--- Extrait fourni ---
◆ ◆ ◆ ◆ ◆

Espagne(s)

Cancionero judéo-espagnol et chansons populaires espagnoles.
Claire Zalamansky interprète une Espagne plurielle, chrétienne, juive et musulmane, l'Espagne de la Convivencia ...

Un peu d'Histoire...

par Sami SADAK, ethnomusicologue

Identité, tradition et modernité dans la musique judéo-espagnole

Les Séphardim, les juifs d'Espagne, après la publication de l'Edit d'expulsion en 1492 s'exilèrent en grande majorité dans les pays méditerranéens voisins de l'Afrique du Nord (Tétouan, Tanger) et plus particulièrement dans l'Empire Ottoman (Istanbul, Salonique, Izmir, Edirne, Rhodes) emportant avec eux une langue et une culture qu’ils allaient conserver jalousement.

Tout au long de ces cinq siècles, la culture judéo-espagnole a été exposée à de nombreuses influences des pays traversés et des terres d'accueil. La musique judéo-espagnole se présente comme une mosaïque où le sacré coexiste avec le profane, les thèmes juifs avec les thèmes communs à toute l’humanité, l’orient comme l’occident, l’ancien avec le nouveau.

Les juifs expulsés d'Espagne constituaient une population hétérogène : ils venaient des différents centres du judaïsme espagnol, chacun étant marqué par son propre style poétique et sa tradition spécifique. Tandis que les Cantigas de Santa Maria (XIIe siècle) et des collections analogues fournissent bien des informations sur la tradition musicale de la péninsule, nous supposons seulement que la musique profane hispano-judaïque ressemblait à celle des musulmans et chrétiens hispaniques. Il n’existe aucune donnée certaine permettant de tirer des conclusions sur la tradition musicale sous-jacente au romancero judéo-espagnol.

Comme pour chaque communauté itinérante ou pour les grandes diasporas, la musique judéo-espagnole s'est constituée suivant une stratégie que l'on pourrait appeler de « l’emprunt ponctuel», puisqu'elle adopte temporairement des modèles types et les systèmes musicaux des cultures d'accueil. On peut considérer que, éloignés de leur source originelle, les juifs créatifs ont inévitablement été influencés par leur nouvel environnement dans les contrées de la dispersion. A cette phase « d’imprégnation » a succédé une phase « d’émancipation » : le répertoire musical des communautés juives des Balkans et de la Méditerranée orientale s'est mis à diverger peu à peu de celui des juifs du Maroc, lesquels maintenaient des rapports étroits avec l'Espagne.

◆ ◆ ◆ ◆ ◆

--- Consigne ---
Recopiez sans rien changer le passage de l'extrait sur la musique judéo-espagnole qui va de « Identité, tradition et » jusqu'à « avec le nouveau. » inclus.

--- Données fournies ---
◆ ◆ ◆ ◆ ◆

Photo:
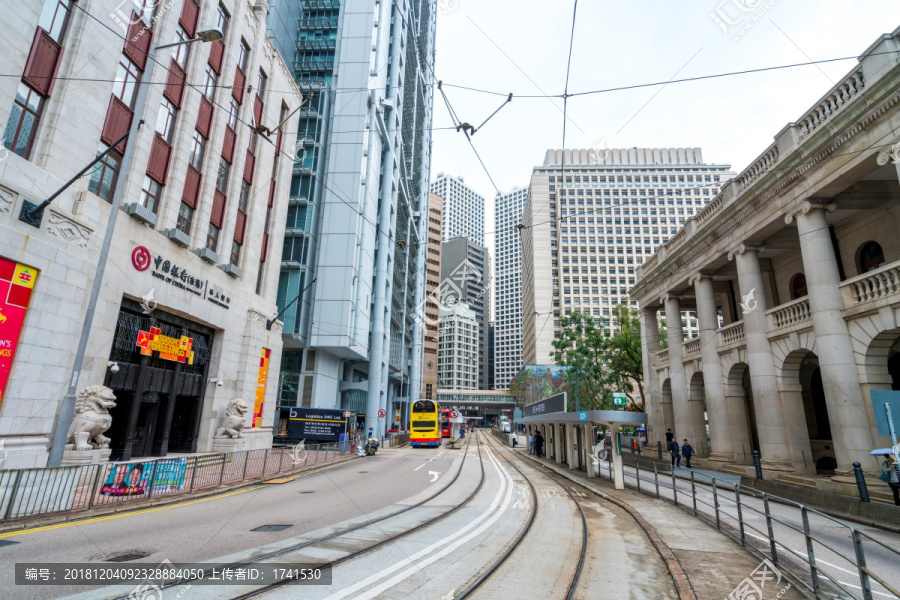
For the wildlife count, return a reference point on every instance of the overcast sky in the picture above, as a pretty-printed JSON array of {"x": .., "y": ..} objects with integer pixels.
[{"x": 521, "y": 46}]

◆ ◆ ◆ ◆ ◆

--- Corrigé ---
Identité, tradition et modernité dans la musique judéo-espagnole

Les Séphardim, les juifs d'Espagne, après la publication de l'Edit d'expulsion en 1492 s'exilèrent en grande majorité dans les pays méditerranéens voisins de l'Afrique du Nord (Tétouan, Tanger) et plus particulièrement dans l'Empire Ottoman (Istanbul, Salonique, Izmir, Edirne, Rhodes) emportant avec eux une langue et une culture qu’ils allaient conserver jalousement.

Tout au long de ces cinq siècles, la culture judéo-espagnole a été exposée à de nombreuses influences des pays traversés et des terres d'accueil. La musique judéo-espagnole se présente comme une mosaïque où le sacré coexiste avec le profane, les thèmes juifs avec les thèmes communs à toute l’humanité, l’orient comme l’occident, l’ancien avec le nouveau.